* What is asked
In the piece about Chinese takeout food in America, where was the writer eating when meeting the Taiwan-enthusiast?

-------- Passage to read

What is Chinese Takeout Food in America?

Q: What’s your favorite type of food?

A: Chinese food!

Victoria: You  mean Chinese takeout food. Takeout. Not real Chinese food.

I always found it annoying when people say that they eat Chinese food. One, that’s not authentic Chinese food. Two, if I gave you a chicken feet to eat at a dim sum restaurant you may look at me funny.

What I eat at home is more authentic. Of course, it’s not the real thing either. In China, the ingredients are different. And even though beef is available both in China and in America, that cow was raised differently in China. There may be a slight difference. As said by a Taiwan-enthusiast I met while eating in Flushing, Queens. Also, in a country besides China, you can’t always find the same ingredients. But these are probably the dishes my parents grew up eating. But I feel like they definitely tailor it a bit to fit my sister and mine “supposedly American tastes.”

----------------
-------- Raw data

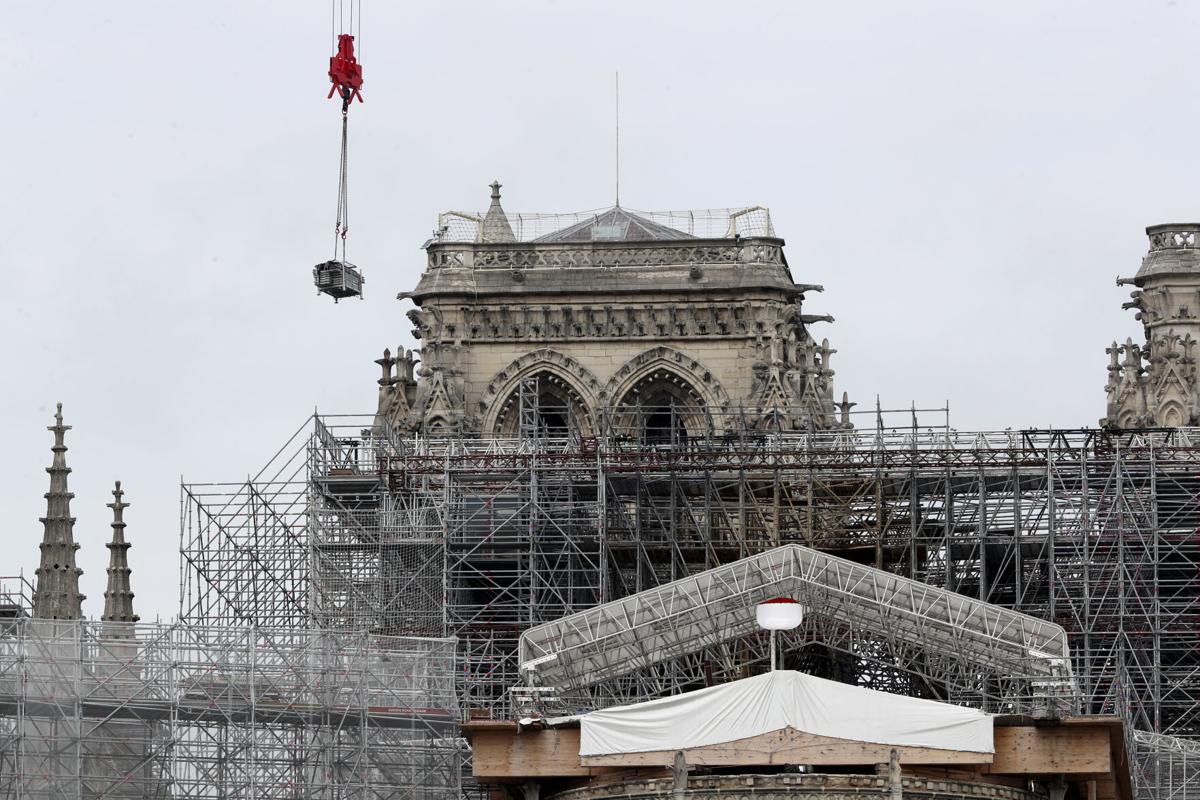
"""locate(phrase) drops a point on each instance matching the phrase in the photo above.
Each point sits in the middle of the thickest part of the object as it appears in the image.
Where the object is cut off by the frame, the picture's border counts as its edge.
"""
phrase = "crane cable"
(342, 227)
(346, 76)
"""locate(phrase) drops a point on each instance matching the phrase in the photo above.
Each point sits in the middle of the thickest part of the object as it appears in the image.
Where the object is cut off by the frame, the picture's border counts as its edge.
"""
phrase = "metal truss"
(1169, 764)
(185, 711)
(1093, 530)
(960, 649)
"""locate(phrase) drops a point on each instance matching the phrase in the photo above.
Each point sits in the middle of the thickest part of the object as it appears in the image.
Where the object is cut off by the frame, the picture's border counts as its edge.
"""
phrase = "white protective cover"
(781, 699)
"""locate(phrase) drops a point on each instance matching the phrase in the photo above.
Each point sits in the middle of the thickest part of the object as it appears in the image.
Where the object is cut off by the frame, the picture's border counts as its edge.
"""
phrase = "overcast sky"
(966, 181)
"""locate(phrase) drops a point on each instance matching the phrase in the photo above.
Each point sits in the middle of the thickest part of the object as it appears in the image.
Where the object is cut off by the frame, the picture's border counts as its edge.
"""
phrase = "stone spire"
(496, 227)
(118, 596)
(57, 595)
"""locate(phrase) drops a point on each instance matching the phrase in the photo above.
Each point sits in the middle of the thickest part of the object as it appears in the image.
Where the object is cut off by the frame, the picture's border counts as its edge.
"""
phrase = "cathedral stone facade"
(615, 325)
(1153, 383)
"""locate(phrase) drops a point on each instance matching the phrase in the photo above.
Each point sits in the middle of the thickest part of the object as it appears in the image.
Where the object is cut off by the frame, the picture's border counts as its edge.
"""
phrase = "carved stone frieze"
(569, 256)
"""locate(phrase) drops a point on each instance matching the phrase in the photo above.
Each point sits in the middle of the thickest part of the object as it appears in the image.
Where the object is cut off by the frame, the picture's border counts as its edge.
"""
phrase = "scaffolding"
(954, 648)
(357, 528)
(117, 710)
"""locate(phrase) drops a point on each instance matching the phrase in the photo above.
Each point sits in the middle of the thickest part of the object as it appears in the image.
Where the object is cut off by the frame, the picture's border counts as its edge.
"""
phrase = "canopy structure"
(961, 650)
(783, 701)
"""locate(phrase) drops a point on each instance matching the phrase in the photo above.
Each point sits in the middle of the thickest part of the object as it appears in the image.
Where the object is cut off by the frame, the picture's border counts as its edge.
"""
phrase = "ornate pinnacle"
(57, 595)
(118, 596)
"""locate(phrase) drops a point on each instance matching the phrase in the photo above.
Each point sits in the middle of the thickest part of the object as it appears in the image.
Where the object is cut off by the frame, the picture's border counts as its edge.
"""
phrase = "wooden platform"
(1086, 751)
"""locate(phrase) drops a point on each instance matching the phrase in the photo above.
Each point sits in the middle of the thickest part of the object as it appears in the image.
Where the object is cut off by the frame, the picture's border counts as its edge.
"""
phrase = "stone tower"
(118, 596)
(1153, 383)
(613, 324)
(57, 595)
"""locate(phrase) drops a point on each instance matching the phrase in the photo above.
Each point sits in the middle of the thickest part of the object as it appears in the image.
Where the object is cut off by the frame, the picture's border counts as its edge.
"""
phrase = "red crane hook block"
(346, 72)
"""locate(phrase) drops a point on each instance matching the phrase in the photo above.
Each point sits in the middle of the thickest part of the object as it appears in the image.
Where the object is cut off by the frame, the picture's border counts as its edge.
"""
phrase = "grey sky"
(965, 180)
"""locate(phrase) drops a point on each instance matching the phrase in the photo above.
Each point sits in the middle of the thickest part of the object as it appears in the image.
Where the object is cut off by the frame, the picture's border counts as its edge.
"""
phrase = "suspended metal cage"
(337, 280)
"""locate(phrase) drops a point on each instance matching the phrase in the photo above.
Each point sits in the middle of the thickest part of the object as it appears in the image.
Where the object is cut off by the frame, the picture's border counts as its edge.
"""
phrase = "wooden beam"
(791, 746)
(1072, 750)
(510, 755)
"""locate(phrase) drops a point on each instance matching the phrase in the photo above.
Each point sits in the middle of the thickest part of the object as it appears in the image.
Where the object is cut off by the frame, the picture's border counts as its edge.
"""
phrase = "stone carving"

----------------

* Reply
In Flushing, Queens.